WORK TASK:
Return a verbatim reproduction of each line, starting at the line with "Could you spot the overhead" and ending at the last line of the listing below.

PROVIDED INFORMATION:
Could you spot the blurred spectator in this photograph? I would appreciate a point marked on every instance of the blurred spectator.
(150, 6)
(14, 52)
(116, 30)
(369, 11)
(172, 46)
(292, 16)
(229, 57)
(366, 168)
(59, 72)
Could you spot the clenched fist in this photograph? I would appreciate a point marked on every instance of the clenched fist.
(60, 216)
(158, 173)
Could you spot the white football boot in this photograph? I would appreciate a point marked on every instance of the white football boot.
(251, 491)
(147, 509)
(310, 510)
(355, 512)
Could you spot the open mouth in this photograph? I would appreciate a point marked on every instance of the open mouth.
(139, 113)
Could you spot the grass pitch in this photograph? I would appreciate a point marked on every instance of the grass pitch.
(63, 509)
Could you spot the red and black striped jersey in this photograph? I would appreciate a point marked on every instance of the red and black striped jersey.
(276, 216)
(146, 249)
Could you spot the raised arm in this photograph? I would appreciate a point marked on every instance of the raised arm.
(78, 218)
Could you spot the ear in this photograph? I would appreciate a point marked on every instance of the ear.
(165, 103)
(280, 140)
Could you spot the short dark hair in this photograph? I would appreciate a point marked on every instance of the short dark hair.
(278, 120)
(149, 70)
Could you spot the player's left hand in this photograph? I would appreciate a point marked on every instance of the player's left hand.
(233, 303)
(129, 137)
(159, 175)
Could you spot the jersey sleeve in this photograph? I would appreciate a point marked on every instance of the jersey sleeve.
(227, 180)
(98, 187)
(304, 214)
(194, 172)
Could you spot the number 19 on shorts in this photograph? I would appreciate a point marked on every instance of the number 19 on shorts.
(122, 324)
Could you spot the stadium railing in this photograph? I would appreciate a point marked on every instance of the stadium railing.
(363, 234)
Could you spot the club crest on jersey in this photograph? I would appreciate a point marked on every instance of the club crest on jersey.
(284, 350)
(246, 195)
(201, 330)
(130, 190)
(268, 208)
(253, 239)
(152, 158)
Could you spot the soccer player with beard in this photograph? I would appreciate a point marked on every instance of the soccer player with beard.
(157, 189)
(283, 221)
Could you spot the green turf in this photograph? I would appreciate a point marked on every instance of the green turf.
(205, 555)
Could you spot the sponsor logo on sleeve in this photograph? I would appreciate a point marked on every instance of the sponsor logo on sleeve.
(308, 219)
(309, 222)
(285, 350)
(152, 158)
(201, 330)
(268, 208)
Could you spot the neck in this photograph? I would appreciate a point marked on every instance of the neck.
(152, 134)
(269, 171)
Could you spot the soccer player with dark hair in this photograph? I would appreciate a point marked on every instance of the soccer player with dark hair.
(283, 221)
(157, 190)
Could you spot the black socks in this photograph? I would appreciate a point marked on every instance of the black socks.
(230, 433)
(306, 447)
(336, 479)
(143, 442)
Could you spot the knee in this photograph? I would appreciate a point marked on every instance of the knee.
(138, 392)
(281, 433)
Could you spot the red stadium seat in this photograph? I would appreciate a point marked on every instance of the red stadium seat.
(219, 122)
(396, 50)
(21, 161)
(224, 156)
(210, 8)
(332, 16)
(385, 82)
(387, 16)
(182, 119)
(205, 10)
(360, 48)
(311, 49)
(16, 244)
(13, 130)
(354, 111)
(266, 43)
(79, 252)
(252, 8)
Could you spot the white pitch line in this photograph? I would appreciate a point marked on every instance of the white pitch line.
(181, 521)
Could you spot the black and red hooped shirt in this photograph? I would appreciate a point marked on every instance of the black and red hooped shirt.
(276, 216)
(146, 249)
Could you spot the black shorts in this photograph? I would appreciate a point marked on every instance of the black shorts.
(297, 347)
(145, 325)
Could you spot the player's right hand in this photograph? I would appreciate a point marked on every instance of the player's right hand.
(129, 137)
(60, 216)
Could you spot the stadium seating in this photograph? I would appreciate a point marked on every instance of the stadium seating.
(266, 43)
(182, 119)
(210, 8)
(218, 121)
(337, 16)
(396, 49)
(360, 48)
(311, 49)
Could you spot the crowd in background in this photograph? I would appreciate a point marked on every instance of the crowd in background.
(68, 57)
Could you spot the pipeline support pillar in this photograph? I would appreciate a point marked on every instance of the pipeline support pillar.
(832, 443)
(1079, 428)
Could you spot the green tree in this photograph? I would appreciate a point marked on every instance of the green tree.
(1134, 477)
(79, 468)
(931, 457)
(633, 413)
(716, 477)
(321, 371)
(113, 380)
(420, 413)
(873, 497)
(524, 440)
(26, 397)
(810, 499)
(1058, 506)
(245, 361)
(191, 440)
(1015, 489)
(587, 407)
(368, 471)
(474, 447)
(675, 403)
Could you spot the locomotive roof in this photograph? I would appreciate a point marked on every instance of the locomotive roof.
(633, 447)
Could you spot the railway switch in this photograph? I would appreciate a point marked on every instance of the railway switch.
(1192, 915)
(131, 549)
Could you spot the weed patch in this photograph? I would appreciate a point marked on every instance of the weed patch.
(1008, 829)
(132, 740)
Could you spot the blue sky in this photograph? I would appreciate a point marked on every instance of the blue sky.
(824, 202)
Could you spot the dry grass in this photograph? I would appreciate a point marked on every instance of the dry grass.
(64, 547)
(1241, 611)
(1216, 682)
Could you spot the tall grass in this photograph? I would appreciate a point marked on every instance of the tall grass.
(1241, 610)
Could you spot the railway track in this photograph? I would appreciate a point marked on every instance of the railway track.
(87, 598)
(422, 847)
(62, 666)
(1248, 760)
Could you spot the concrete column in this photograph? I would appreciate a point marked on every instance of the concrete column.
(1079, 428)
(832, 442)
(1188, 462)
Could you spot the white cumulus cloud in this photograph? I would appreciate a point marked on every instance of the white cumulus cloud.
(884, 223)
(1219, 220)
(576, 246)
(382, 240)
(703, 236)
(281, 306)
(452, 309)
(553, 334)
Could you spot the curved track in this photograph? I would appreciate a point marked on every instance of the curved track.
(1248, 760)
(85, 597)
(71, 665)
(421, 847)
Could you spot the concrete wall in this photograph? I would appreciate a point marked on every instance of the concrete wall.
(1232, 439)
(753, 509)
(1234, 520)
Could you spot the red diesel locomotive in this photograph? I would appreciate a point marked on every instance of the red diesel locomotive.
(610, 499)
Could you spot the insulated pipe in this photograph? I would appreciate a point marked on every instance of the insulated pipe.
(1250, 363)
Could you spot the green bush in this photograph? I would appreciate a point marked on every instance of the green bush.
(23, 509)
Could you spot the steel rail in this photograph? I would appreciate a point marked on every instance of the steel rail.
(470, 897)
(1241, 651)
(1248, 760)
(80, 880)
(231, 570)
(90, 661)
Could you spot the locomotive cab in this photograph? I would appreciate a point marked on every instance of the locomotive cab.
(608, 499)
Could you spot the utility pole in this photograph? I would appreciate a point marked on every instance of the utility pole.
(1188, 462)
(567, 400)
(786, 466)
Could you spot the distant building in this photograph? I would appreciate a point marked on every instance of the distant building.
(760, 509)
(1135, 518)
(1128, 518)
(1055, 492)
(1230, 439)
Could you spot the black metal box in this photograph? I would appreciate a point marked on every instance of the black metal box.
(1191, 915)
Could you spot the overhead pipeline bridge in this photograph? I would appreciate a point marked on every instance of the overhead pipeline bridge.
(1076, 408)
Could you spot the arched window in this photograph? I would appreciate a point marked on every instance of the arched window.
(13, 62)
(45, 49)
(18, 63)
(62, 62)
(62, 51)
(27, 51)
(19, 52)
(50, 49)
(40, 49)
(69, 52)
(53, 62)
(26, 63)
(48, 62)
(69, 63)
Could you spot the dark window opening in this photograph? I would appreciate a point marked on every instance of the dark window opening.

WRITTEN RESPONSE:
Could you spot the overhead pipeline bridge in this photograph? I would appreciate a point marked on every instance of the overhead pipeline bridge.
(1076, 408)
Could you spot the arched window in this photograph? I would appreciate a point marked on every instance of the arched window.
(13, 62)
(45, 49)
(18, 63)
(62, 62)
(62, 51)
(27, 51)
(19, 52)
(50, 49)
(40, 49)
(69, 52)
(53, 62)
(26, 63)
(48, 62)
(69, 63)
Could you spot the dark window opening in this photograph? I would appreciate a point marked on every instance of the dark window opening.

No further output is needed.